** Data for analysis **
○ ○ ○ ○

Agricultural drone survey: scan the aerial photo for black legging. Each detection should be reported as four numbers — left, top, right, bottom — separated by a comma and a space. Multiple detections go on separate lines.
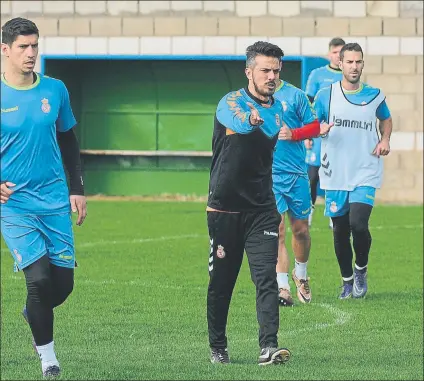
307, 165, 320, 205
331, 203, 373, 280
23, 255, 74, 346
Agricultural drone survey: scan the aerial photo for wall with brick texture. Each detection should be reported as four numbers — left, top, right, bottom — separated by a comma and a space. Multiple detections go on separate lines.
1, 1, 423, 204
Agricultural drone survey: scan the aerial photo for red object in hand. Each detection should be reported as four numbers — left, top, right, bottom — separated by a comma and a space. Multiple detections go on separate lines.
291, 120, 320, 141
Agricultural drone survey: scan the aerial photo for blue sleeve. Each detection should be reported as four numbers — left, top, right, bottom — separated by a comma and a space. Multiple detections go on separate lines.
56, 81, 76, 132
305, 70, 318, 98
313, 89, 329, 123
376, 100, 391, 121
216, 94, 254, 134
296, 91, 317, 125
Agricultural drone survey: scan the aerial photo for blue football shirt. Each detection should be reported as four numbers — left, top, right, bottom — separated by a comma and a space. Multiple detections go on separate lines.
272, 80, 317, 175
1, 73, 76, 216
305, 65, 343, 99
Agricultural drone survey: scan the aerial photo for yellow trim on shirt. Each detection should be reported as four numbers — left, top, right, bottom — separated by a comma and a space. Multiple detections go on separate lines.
326, 65, 341, 74
343, 82, 364, 94
1, 72, 40, 90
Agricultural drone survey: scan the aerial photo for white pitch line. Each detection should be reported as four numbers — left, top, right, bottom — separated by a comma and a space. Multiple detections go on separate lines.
0, 234, 201, 253
5, 275, 205, 291
1, 224, 422, 253
4, 274, 352, 340
234, 303, 352, 344
74, 233, 202, 248
309, 223, 423, 232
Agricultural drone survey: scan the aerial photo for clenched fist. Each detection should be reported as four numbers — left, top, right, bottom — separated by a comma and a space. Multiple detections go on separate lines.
304, 139, 313, 149
1, 181, 15, 204
372, 138, 390, 158
278, 123, 293, 140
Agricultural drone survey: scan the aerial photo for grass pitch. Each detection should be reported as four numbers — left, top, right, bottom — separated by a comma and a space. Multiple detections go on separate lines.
1, 201, 423, 380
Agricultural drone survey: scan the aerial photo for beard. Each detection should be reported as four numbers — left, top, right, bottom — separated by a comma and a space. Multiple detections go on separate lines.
347, 75, 361, 84
253, 77, 275, 97
345, 68, 362, 84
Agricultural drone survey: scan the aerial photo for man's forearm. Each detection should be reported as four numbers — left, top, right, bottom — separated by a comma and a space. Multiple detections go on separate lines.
57, 128, 84, 195
379, 117, 392, 141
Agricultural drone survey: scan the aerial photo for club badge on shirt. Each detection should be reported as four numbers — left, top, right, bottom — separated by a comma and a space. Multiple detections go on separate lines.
275, 114, 280, 127
41, 98, 51, 114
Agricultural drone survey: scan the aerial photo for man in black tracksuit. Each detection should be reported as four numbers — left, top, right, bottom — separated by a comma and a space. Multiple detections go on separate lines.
206, 41, 291, 366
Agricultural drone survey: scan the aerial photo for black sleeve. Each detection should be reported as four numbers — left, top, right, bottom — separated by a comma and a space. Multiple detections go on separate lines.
57, 128, 84, 195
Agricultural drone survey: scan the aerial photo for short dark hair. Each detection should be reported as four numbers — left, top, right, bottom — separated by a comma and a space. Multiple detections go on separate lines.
1, 17, 39, 46
246, 41, 284, 68
328, 37, 346, 49
340, 42, 363, 61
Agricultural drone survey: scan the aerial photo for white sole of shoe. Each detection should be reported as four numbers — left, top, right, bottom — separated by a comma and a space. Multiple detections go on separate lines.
258, 348, 291, 366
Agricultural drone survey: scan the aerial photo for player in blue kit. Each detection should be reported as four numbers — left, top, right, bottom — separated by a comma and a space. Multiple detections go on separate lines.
304, 38, 345, 228
272, 75, 324, 306
313, 43, 392, 300
1, 18, 86, 378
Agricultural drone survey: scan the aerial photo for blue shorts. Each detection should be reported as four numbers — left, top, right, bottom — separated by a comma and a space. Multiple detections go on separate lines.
1, 212, 75, 271
272, 173, 312, 219
324, 186, 376, 217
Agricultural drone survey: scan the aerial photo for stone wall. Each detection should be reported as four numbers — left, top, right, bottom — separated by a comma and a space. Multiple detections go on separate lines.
1, 1, 422, 203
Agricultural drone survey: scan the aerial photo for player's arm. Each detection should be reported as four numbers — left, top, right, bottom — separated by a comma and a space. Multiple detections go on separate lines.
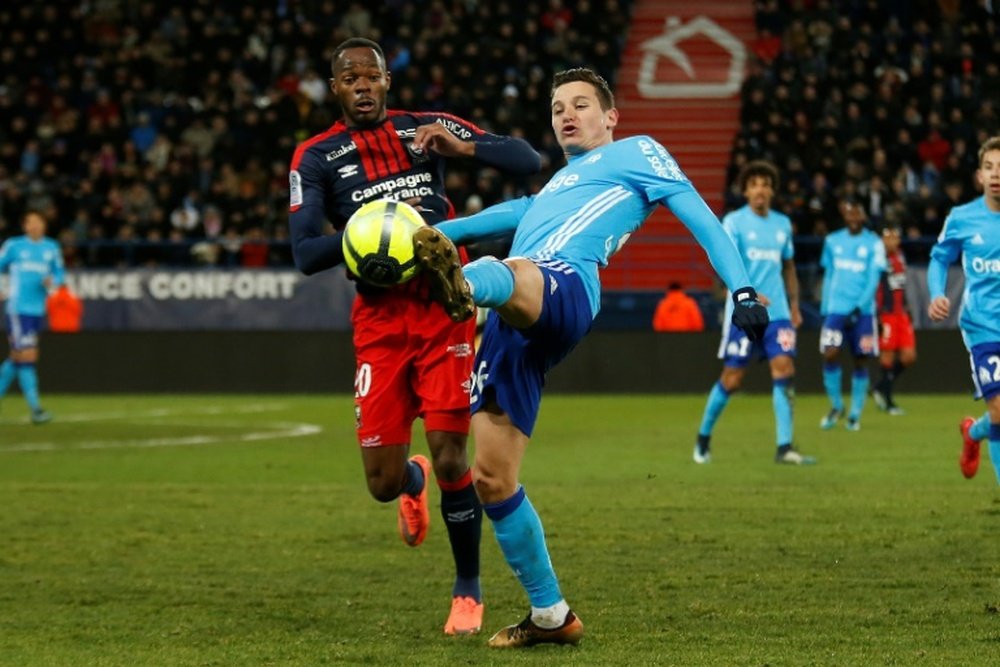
288, 150, 344, 275
413, 115, 541, 175
927, 216, 962, 320
818, 238, 832, 315
782, 258, 802, 327
49, 242, 66, 289
435, 196, 533, 245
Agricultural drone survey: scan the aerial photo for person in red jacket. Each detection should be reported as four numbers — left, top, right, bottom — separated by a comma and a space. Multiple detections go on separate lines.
652, 282, 705, 332
46, 285, 83, 333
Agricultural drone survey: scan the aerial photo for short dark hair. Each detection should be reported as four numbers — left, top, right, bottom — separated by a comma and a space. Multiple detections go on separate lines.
551, 68, 615, 110
738, 160, 779, 192
331, 38, 386, 76
978, 136, 1000, 166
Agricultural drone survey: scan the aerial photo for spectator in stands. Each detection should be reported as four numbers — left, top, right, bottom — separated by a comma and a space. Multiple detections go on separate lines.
652, 282, 705, 333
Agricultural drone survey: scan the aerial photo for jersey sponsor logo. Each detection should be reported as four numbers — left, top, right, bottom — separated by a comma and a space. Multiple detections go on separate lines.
539, 172, 580, 196
833, 257, 867, 273
970, 256, 1000, 273
745, 247, 781, 262
448, 343, 473, 358
350, 172, 434, 203
325, 142, 358, 161
289, 170, 303, 207
435, 117, 472, 140
638, 138, 684, 181
11, 260, 50, 273
338, 164, 359, 179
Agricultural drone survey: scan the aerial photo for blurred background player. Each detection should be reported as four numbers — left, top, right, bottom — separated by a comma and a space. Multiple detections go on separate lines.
694, 160, 812, 465
651, 282, 704, 332
818, 196, 886, 432
872, 224, 916, 416
287, 38, 541, 634
0, 211, 65, 423
928, 136, 1000, 484
415, 67, 768, 648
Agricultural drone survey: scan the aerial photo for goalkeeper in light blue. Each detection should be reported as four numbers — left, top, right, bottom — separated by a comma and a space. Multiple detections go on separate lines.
818, 196, 886, 432
695, 160, 814, 465
928, 136, 1000, 484
411, 68, 769, 648
0, 211, 65, 424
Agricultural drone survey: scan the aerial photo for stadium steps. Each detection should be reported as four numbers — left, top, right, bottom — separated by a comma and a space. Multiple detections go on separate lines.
609, 0, 755, 290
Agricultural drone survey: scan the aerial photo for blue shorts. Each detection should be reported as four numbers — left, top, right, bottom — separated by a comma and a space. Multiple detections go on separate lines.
719, 318, 796, 367
819, 313, 879, 357
969, 342, 1000, 400
470, 263, 592, 437
5, 314, 43, 350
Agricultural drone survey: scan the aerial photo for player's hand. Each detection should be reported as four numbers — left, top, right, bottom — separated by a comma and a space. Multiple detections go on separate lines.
846, 307, 862, 328
790, 304, 803, 329
928, 296, 951, 321
731, 286, 769, 342
412, 124, 474, 158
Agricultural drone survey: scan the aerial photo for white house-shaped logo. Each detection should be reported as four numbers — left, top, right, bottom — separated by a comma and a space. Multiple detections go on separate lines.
637, 16, 746, 99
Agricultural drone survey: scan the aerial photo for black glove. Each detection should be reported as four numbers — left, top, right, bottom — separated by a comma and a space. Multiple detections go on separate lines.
731, 286, 769, 342
846, 307, 862, 328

○ ○ ○ ○

** Exercise details **
Copy every record above exactly as written, but leave out the pictures.

** Answer section **
Agricultural drone survey: scan the aerial photo for black legging. Each detection should be reported as four numbers — left, top, right, bottom — separated by a comma and a space. Multiple detections go on separate lines.
307, 165, 320, 205
331, 203, 373, 280
23, 255, 74, 346
Agricultural drone survey: scan the aerial photo for wall with brick texture. Each detection should be reported as four numbers — left, top, right, bottom — separated by a comma and a space. Multiple detections go on separate lines.
1, 1, 423, 204
Agricultural drone survey: scan the aerial photo for red object in hand. Each detection should be reported as four numbers — left, top, right, bottom — separated by a comma and a space. Multiple detections go on separate lines.
291, 120, 320, 141
Agricultural drone survey: scan the aerial photo for blue sleeve. Each detection should be reported as four numbers — left, top, right, bottom — separated by a comma and a space. Multiple detections go on separate lines.
56, 81, 76, 132
305, 70, 318, 98
313, 89, 329, 123
376, 100, 391, 121
216, 94, 254, 134
296, 91, 317, 125
Agricultural drone survey: scan the aerial photo for blue football shirt. Each detection should be reported as four numbers — left, top, right, bottom — separated by a comma and a space. Multiple detections go on separate lines.
272, 80, 317, 175
1, 73, 76, 216
305, 65, 343, 99
Agricultural drone survey: scan the aerial photo for yellow trim on shirt. Each detection should be reported as four numbers — left, top, right, bottom — separated by a comma and a space. Multiple detections go on separate lines.
326, 65, 341, 74
343, 82, 364, 94
1, 72, 40, 90
Agricultural drone survey: scan the aerial photo for white pitch line. Each detection should be reported as four numbers — left, top, right, bottom — separated by a comma and a space. Multiple detections go on separate lines.
0, 234, 201, 253
5, 275, 205, 291
1, 224, 422, 253
4, 274, 352, 340
234, 303, 352, 344
74, 233, 202, 248
309, 223, 423, 232
Agricultural drone survey: scan the aerial photo for clenched fist. Each detection should be reported as four numbers — left, top, right, bottom — separated by a comma and a space. Multiple detections go on separate lines.
304, 139, 313, 149
1, 181, 15, 204
372, 138, 390, 158
278, 123, 293, 140
Agricultural drone survey: scan the aerial photo for grass pitch. Each detection should be reported as four numbers — left, top, right, bottom — separated by a comma and a space. Multiple detections go on separate lines.
1, 201, 423, 380
Agricultural drone survey: scan the aerial photo for beard. Each detection should be reported as four numbers — left, top, right, bottom — separated by a comma and a space. Multiple detections go on separate lines.
347, 75, 361, 84
253, 77, 275, 97
345, 68, 362, 84
Agricultural drone survey: scan the aerial photo for man's forearm. Each detection should be reported as four numbers — left, top, right, bottom — separated by a comma and a space. Multiple detections go on separate lines.
57, 128, 84, 195
379, 117, 392, 141
Agricultural drone survey: scan the aerial photo for club badge on shirt. Each detection should be reported as four numbers — left, top, right, bottom — separated by a comma and a space. Multiple detections go on separate lines.
275, 114, 280, 127
41, 98, 51, 114
Agricultural drone survey: scan the aerial photo for man in black tracksuit. Each detection should be reported as four numbers — left, top, right, bottom — separated by a comma and a space. Multiple detections go on separate lines.
206, 41, 291, 366
Agricultural drone survey: scan the aerial photo for black sleeve. Each detection should be reported as four numbers — left, top, right, bottom — separated by a comma and a space. Multiple detections go on separate lines.
57, 128, 84, 195
Agricultural drone survey: scan the aerial photo for short dark hair. Each detection should be reported as four numbers — left, top, right, bottom — separated by a comma and a space. Multiple detections go on separate lines.
1, 17, 39, 46
246, 41, 284, 68
328, 37, 346, 49
340, 42, 363, 61
Agricultural drone survey: scan the aerial photo for white sole of shoe. Each detection should be reported as four numbers — left, top, right, bottom — separated by a comma and a space. Multiple detections go on separate lines.
258, 348, 291, 366
Agricultural drone survey: scan the aerial photo for player in blue kit. Each detection should be reported as four numbers — left, top, right, bottom — separated by a comma and a space. Multiple detections go on separate lines.
304, 38, 345, 228
272, 75, 324, 306
313, 43, 392, 300
1, 18, 86, 378
Agricultural drone survey: scan the aerial photo for blue shorts. Each detection should be reported as four numbers — left, top, right, bottom — separated by a comma and a space. Multiple detections go on separate lines.
1, 212, 75, 271
272, 173, 312, 219
324, 186, 376, 217
Agricultural drone survey: scan the aerial photo for stone wall. Each detection should be reported as four numbers — left, top, right, bottom — separated by a comma and a space. Multiple detections go on separate lines.
1, 1, 422, 203
Agricultural drone survey: scan the aerial photo for player's arm. Each detection should be reported as four numbers — left, top, right, bottom — separated by a comma and a space. Multiple detections go on separate lines.
288, 150, 344, 275
413, 115, 541, 175
927, 216, 962, 320
818, 238, 832, 315
782, 258, 802, 327
49, 242, 66, 289
435, 196, 533, 245
Agricultural drone survey: scan the aerial photo for person in red jacket. Each detection should be reported as four numbers — left, top, right, bottom — separated by a comma and a space. Multiple detections go on separate lines.
652, 282, 705, 332
46, 285, 83, 333
Agricultural drone survey: scan the aerial photo for short dark hair. Each detection should be reported as four numbers — left, top, right, bottom — separated by a comma and a space. Multiple detections go on separate lines.
551, 68, 615, 110
738, 160, 779, 192
331, 38, 386, 76
978, 136, 1000, 166
Agricultural drone survey: scan the aerial photo for spectator in stands. Each detection should be reported as four numbers — left, top, right, bottom — separated by a comma and a space. Multiple detections go on separate lines.
652, 282, 705, 333
Agricultural drone survey: scan the aerial photo for jersey sponsor logo. Each detection should be reported as four numbers — left, top, right, bottom — separated by a comma and a space. Multiple detections go on separate lines.
539, 172, 580, 196
833, 257, 867, 273
970, 256, 1000, 273
745, 247, 781, 262
448, 343, 473, 358
350, 172, 434, 203
325, 142, 358, 161
289, 170, 303, 207
435, 117, 472, 140
638, 138, 684, 181
11, 260, 50, 273
338, 164, 359, 179
Agricultural drone survey: scan the aerial photo for blurred background player. Each detection should be reported as four numbers — left, top, right, bottom — separated by a comma and a space. Multiple detections go on separate lines.
694, 160, 812, 465
651, 282, 704, 332
818, 196, 886, 432
872, 224, 916, 416
287, 38, 541, 634
0, 211, 65, 423
928, 136, 1000, 484
415, 67, 768, 648
Agricultural drone survey: scan the aerial photo for goalkeeper in light blue. Each detection should be reported as four numbers — left, top, right, bottom — separated by a comma and a space. Multiple detections go on separate lines.
818, 196, 886, 432
695, 160, 814, 465
928, 136, 1000, 484
411, 68, 769, 648
0, 211, 65, 424
Agricultural drone survey: scan the aerial photo for stadium steps. Each detection should be reported as four numbers — left, top, right, bottom — separated by a comma and a space. Multiple detections go on separate lines.
609, 0, 755, 290
Agricultural drone survey: scan the aerial photo for blue shorts. Each detection should be reported as four numbers — left, top, right, bottom — separated by a comma and a space. Multiple detections go on separate lines.
719, 318, 796, 367
819, 313, 879, 357
969, 342, 1000, 400
470, 263, 592, 437
5, 314, 43, 350
Agricultural drone survey: scan the aerial photo for player's hand. Each detection should be reported as four numbers — left, top, right, bottom — separated by a comma and a space. Multiple detections go on separate lines.
846, 307, 862, 328
790, 304, 803, 329
928, 296, 951, 321
731, 286, 769, 342
412, 124, 474, 158
Agricultural drone survey: scan the aerial photo for white house-shaped logo. Each detection should be reported as four numbers — left, top, right, bottom — separated by a comma and a space. Multiple detections go on separate lines.
637, 16, 746, 99
Agricultural drone survey: scan the aerial photo for black glove. Each detection should be reported as four numbers — left, top, right, bottom — separated by a comma and a space. Multiple detections go on separate lines.
731, 286, 769, 342
846, 307, 862, 328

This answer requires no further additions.